■ Ejercicio A
Reescribe como lista breve el párrafo del texto sobre Alepo que empieza por "Particularmente, la felicitación de esta Navidad" y conserva sus datos principales.
■ Ejercicio B
Transcribe tal cual, del texto sobre Alepo, el fragmento que se abre con las palabras que contienen "Quizá con un" y se cierra con "nuestros refugiados entonces.".

■ Texto proporcionado
======

Navidad, Alepo y nosotros

No era necesario que este año llegara Navidad y que nos enterneciésemos con clamores de paz para sentirnos brutalmente abrumados por el horror de la guerra en Siria. Y digo abrumados porque si bien la misma idea de la guerra, en general, ya nos indigna, su materialización concreta, las imágenes de la devastación, la desolación en los rostros de los que huyen, la estúpida cara de satisfacción de los que se sienten victoriosos, se hacen insoportables.

Particularmente, la felicitación de esta Navidad es la ciudad de Alepo. Una ciudad que justo antes de su destrucción tenía más de dos millones de habitantes -bastante mayor que Barcelona-, declarada Patrimonio de la Humanidad en 1986 por su riqueza monumental, económicamente avanzada y próspera y con una larga historia de rebeldía frente a los abusos de poder. Y ahora, la expresión de hasta dónde puede llegar la ceguera por la victoria: hasta la aniquilación total de lo que es el objeto de deseo.

Decenas de miles de evacuados sin destino final conocido, cientos de miles de refugiados malviviendo en una permanente provisionalidad y estos más de 300.000 muertos que ya ha hecho la guerra, los únicos que, sin ni siquiera merecer la paz del cementerio, y sin quererla, han conseguido su último destino. Y, ante toda esta ruina, además ayer, lunes por la mañana, el Consejo de Seguridad de la ONU se reunía para pactar una declaración sobre la evacuación de Alepo. El cinismo de la burocracia diplomática es el único que parece mantener una serenidad sin fronteras.

¿Podemos hacer algo hacer con nuestro abatimiento? La etimología de la palabra (‘aclaparar’ en catalán puede equivaler a ‘abrumar’) no nos da muchas esperanzas. Proveniente del occitano, ‘aclaparar’ deriva de ‘aclapar’, en el sentido de colgar piedras, apilar rocas. Por tanto, la palabra nos transmite un profundo sentimiento de derrota, de impotencia, de dejarnos -como dice Coromines- «como enterrados en un pedregal o reducidos a un montón de trozos como mineral despedazado». Y, enterrados de piedras, ¿podemos hacer algo de la derrota y la impotencia?

Quizá con un voluntarismo ingenuo -este sí, forzado por la conmoción de los sentimientos navideños-, a mí se me ocurren tres posibles lecciones. Lecciones que ni consuelan ni mucho menos resuelven nada, pero que a la postre pueden transformar nuestra propia conciencia. En primer lugar, estas imágenes de desolación nos pueden ayudar a globalizar la mirada sin perder la concreción. El dolor lejano se nos hace cercano, casi inmediato. No denunciamos la guerra en general, sino esta guerra. Y no se trata de renunciar al punto de vista que nos es propio, por otra parte un esfuerzo que nos despersonaliza, sino todo lo contrario: hace falta que lleguemos a ver Alepo como una ciudad casi vecina, incluso como nuestra casa. Y Alepo es también la memoria de nuestras guerras pasadas, tal como los refugiados de ahora nos han recordado nuestros refugiados entonces.

En segundo lugar, la devastación de Alepo puede convertirse en un punto de referencia a la hora de medir nuestros propios problemas. Si Alepo es el 10 de la barbarie, ¿dónde debemos situar nuestras miserias y nuestras lamentaciones cotidianas? No se trata de buscar consuelo en las desgracias ajenas, sino de encontrar el sentido de la medida que perdemos cuando nuestra mirada se encierra en la contemplación de las propias limitaciones, en la queja permanente o en la nostalgia de un bienestar insolidario.

Finalmente, Alepo nos debería permitir huir de la banalización a la que nos llevan las denuncias genéricas del mal, las interpretaciones estereotipadas de la realidad o, incluso, la utilización del dolor ajeno para fortalecer las propias y vagas ideologías. La devastación de Alepo tiene responsables con nombres y apellidos, cómplices por acción y omisión y causas precisas. No es una desgracia natural o estructural: es el resultado de una maldad culpable que hay que condenar.

======

■ Datos proporcionados
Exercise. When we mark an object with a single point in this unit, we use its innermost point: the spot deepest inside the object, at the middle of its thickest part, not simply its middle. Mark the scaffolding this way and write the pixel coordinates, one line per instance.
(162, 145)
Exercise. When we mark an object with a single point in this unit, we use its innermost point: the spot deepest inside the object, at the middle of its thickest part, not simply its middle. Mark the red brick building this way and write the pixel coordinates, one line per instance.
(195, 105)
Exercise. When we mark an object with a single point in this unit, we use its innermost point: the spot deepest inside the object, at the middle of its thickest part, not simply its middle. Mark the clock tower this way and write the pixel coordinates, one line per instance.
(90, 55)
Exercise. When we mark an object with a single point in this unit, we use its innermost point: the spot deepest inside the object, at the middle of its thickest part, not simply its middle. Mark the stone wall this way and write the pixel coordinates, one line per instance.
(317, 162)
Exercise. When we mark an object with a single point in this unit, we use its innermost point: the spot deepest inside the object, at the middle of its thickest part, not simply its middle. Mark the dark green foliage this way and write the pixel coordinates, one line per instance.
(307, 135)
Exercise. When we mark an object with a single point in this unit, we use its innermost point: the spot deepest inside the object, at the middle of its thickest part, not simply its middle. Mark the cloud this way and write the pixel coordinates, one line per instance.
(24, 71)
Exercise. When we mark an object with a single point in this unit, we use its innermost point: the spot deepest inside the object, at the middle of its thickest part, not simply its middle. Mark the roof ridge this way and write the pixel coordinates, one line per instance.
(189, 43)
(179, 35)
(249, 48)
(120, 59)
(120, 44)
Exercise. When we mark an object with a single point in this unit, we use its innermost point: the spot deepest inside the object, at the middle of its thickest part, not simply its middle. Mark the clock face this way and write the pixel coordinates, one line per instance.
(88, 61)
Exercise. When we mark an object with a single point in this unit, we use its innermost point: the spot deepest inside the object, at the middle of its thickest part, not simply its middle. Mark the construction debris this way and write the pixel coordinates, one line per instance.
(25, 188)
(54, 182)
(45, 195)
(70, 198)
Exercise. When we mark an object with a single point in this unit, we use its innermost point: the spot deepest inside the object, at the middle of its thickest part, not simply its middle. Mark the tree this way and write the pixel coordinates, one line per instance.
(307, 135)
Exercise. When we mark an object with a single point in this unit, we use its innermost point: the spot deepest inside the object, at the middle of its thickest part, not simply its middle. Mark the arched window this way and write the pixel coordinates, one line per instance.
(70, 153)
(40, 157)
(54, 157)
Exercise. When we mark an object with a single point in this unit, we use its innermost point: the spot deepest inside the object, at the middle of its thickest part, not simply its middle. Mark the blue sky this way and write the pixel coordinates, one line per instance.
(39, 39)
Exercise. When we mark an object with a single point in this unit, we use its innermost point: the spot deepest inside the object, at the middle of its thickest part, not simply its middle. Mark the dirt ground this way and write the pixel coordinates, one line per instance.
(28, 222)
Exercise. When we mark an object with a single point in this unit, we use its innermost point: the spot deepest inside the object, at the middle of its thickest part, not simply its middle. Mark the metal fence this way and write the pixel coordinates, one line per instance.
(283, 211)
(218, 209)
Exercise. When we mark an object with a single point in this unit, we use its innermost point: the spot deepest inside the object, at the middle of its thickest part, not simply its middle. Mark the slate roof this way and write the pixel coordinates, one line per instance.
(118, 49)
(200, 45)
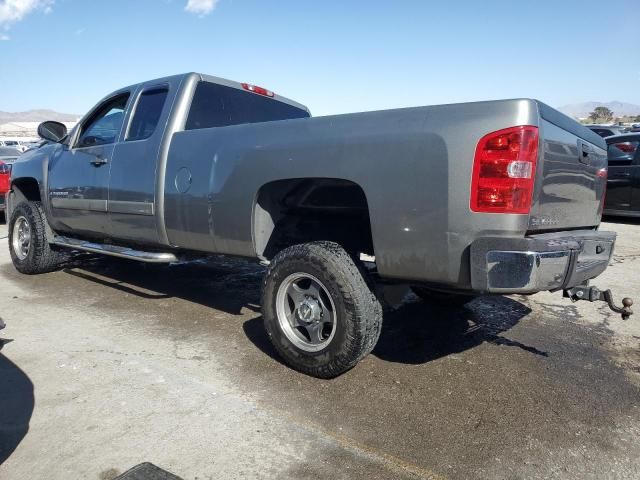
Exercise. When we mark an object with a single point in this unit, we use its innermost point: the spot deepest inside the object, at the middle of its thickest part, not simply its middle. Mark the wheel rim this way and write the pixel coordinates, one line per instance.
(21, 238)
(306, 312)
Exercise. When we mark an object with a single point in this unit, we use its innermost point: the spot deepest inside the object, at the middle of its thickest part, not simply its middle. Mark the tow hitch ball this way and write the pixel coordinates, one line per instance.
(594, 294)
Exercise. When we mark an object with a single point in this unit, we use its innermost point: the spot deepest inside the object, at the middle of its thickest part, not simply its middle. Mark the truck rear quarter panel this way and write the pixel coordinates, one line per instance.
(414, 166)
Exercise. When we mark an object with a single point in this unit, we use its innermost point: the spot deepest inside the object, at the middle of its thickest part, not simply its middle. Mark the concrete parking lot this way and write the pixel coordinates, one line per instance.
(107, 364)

======

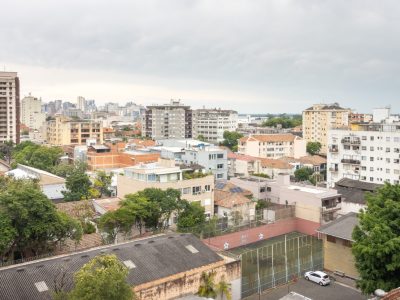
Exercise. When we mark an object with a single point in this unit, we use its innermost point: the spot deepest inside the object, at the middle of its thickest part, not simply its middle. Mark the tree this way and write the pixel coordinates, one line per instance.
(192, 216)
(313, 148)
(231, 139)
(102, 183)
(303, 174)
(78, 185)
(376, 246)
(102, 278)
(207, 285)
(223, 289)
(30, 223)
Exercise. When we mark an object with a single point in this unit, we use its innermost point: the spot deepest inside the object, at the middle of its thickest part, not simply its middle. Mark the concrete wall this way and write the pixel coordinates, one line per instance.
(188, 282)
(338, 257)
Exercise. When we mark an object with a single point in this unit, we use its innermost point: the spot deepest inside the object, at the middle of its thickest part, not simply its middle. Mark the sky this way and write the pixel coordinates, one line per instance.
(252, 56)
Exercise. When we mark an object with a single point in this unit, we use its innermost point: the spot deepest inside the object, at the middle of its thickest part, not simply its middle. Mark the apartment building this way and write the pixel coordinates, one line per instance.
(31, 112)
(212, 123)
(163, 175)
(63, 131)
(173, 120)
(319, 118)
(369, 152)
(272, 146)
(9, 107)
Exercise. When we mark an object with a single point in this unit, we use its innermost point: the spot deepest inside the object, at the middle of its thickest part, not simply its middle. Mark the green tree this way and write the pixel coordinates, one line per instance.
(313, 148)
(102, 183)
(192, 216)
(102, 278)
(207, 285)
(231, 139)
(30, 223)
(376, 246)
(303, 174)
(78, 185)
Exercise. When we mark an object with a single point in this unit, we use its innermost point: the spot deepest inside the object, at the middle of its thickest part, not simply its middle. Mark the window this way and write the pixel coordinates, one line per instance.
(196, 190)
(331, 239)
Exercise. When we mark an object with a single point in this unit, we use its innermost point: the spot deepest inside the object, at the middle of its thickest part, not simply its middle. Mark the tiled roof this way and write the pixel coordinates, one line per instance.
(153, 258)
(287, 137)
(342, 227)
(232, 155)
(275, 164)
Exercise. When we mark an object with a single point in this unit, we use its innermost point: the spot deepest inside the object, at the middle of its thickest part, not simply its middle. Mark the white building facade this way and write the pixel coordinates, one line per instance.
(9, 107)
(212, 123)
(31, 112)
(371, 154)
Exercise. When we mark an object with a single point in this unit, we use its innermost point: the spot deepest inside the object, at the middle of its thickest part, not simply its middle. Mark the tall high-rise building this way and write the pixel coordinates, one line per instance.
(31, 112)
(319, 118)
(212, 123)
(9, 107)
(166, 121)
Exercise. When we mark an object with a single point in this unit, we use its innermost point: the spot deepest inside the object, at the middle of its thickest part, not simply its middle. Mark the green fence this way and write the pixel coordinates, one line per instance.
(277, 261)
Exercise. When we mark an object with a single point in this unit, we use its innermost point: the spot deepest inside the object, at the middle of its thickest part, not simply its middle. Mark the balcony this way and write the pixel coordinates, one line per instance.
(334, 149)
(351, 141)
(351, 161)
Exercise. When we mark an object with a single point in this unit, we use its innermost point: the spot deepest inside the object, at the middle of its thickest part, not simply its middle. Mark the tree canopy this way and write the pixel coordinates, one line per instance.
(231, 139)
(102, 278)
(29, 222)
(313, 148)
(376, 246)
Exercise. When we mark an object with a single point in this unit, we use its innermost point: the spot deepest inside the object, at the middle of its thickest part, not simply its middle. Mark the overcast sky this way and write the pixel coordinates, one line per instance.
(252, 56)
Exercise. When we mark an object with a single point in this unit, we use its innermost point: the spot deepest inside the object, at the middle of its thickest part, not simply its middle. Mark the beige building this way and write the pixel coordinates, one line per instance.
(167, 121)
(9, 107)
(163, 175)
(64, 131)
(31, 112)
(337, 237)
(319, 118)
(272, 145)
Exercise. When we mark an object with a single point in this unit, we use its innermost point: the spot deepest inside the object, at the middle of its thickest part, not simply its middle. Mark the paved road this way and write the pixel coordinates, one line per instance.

======

■ Respuesta A
- La felicitación de esta Navidad es la ciudad de Alepo.
- Justo antes de su destrucción tenía más de dos millones de habitantes, bastantes más que Barcelona.
- Fue declarada Patrimonio de la Humanidad en 1986 por su riqueza monumental.
- Era económicamente avanzada y próspera, con una larga historia de rebeldía frente a los abusos de poder.
- Ahora muestra hasta dónde puede llegar la ceguera por la victoria: la aniquilación total del objeto de deseo.

■ Respuesta B
Quizá con un voluntarismo ingenuo -este sí, forzado por la conmoción de los sentimientos navideños-, a mí se me ocurren tres posibles lecciones. Lecciones que ni consuelan ni mucho menos resuelven nada, pero que a la postre pueden transformar nuestra propia conciencia. En primer lugar, estas imágenes de desolación nos pueden ayudar a globalizar la mirada sin perder la concreción. El dolor lejano se nos hace cercano, casi inmediato. No denunciamos la guerra en general, sino esta guerra. Y no se trata de renunciar al punto de vista que nos es propio, por otra parte un esfuerzo que nos despersonaliza, sino todo lo contrario: hace falta que lleguemos a ver Alepo como una ciudad casi vecina, incluso como nuestra casa. Y Alepo es también la memoria de nuestras guerras pasadas, tal como los refugiados de ahora nos han recordado nuestros refugiados entonces.